### PROBLEMA A RESOLVER
Segundo o texto sobre os fundos Fiagro, quantos cotistas havia em dezembro, por favor?

Como são, em grande parte, negociados no mercado de bolsa da B3, os fundos podem ser acessados por meio das corretoras. Para investir no instrumento, portanto, é preciso ter conta em uma delas.
As cotas dos fundos costumam ser negociadas a valores acessíveis, com preços de entrada em torno de R$ 9. Já a rentabilidade das carteiras geralmente é atrelada ao CDI. O indicador acompanha os movimentos da taxa básica de juros, a Selic, atualmente em 13,75% ao ano.
Tração em 2023
A expectativa do mercado é de que 2023 seja ano de maior consolidação do Fiagro. Em janeiro do ano passado, eram 30 mil cotistas e R$ 1,5 bilhão em patrimônio líquido. Já em dezembro, os números saltavam para 170 mil cotistas e R$ 6 bilhões em patrimônio, conforme relatório da B3. Para o diretor de agronegócios da Suno, os investimentos em Fiagro têm potencial de chegar a R$ 250 bilhões em 10 anos.

### REGISTROS EM DESTAQUE
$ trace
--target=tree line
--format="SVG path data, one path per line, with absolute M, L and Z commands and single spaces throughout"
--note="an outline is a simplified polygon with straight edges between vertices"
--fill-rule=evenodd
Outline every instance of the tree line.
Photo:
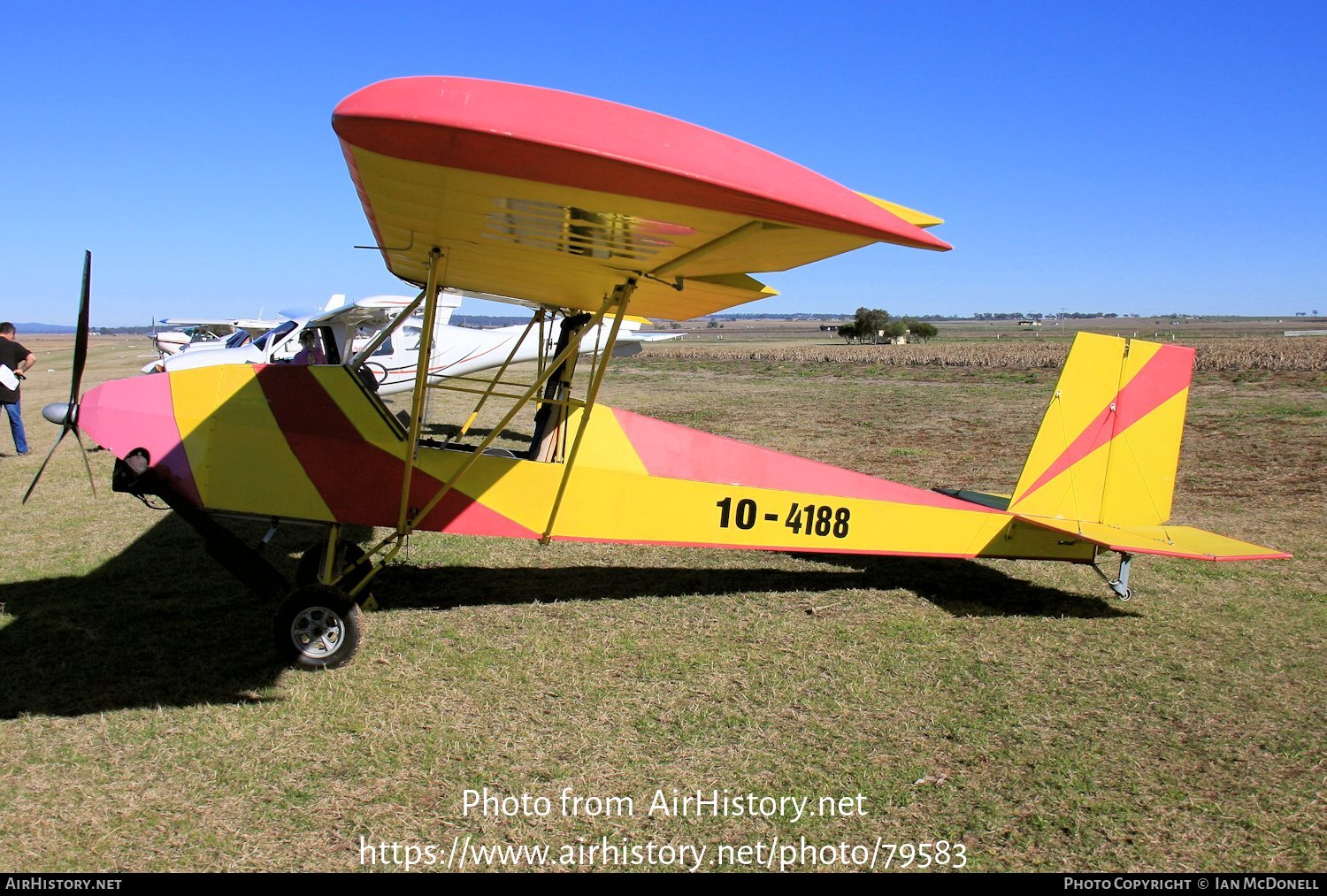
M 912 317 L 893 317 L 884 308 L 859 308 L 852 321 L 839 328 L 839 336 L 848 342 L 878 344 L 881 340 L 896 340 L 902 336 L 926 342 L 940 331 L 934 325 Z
--
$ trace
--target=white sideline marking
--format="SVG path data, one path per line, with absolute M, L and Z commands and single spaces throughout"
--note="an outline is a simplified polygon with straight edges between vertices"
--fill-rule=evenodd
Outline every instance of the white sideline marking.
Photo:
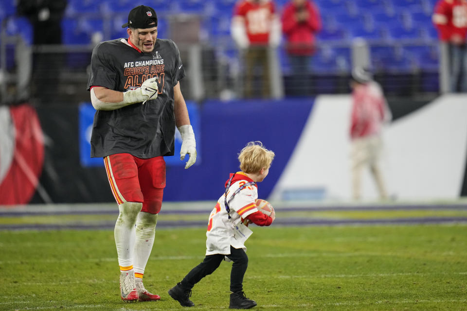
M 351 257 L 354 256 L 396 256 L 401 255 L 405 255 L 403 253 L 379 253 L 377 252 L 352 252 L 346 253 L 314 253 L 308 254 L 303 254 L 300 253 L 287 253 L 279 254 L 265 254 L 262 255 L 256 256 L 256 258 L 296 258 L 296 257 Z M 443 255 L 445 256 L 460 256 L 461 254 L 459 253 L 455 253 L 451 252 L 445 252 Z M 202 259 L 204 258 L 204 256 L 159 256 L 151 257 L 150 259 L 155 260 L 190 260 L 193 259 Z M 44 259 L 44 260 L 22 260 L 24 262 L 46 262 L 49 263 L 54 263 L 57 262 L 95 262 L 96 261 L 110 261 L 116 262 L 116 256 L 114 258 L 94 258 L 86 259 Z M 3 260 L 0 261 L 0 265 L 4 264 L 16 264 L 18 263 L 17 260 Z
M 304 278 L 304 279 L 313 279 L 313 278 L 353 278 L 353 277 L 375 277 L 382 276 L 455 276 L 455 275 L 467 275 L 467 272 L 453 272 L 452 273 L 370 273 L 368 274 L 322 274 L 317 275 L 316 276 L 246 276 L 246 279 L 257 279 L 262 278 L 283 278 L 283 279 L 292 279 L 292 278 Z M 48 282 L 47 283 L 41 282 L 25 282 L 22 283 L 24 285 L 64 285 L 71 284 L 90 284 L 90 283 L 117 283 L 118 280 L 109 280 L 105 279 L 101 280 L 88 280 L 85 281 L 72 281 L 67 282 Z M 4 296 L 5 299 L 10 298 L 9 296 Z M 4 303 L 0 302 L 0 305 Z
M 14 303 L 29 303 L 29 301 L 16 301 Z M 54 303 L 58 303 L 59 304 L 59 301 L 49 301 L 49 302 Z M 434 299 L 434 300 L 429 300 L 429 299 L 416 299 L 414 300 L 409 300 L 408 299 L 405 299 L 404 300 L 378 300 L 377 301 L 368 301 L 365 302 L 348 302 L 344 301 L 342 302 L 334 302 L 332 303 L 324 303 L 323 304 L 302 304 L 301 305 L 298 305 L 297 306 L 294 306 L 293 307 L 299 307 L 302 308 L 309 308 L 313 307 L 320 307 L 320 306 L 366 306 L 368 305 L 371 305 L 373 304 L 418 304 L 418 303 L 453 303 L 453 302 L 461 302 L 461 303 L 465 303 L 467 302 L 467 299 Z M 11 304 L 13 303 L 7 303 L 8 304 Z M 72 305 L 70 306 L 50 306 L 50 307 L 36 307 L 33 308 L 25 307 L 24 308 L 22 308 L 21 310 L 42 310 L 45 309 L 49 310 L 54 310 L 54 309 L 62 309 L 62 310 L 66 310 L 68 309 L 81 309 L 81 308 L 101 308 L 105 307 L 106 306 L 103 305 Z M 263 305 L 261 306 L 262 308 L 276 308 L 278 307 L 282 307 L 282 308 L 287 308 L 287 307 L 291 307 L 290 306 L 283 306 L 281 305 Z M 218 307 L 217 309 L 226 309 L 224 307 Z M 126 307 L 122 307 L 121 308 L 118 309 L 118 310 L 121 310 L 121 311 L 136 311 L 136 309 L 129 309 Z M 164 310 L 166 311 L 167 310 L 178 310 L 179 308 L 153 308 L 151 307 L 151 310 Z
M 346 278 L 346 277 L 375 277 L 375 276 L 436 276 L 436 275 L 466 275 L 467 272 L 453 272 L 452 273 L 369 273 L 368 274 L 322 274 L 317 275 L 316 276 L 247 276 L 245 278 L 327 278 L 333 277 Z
---
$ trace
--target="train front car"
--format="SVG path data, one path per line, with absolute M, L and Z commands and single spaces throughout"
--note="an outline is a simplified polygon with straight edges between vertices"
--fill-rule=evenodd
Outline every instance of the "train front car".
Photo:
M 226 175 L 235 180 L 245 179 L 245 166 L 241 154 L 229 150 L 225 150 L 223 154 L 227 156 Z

### RESPOSTA ESPERADA
Havia 170 mil cotistas.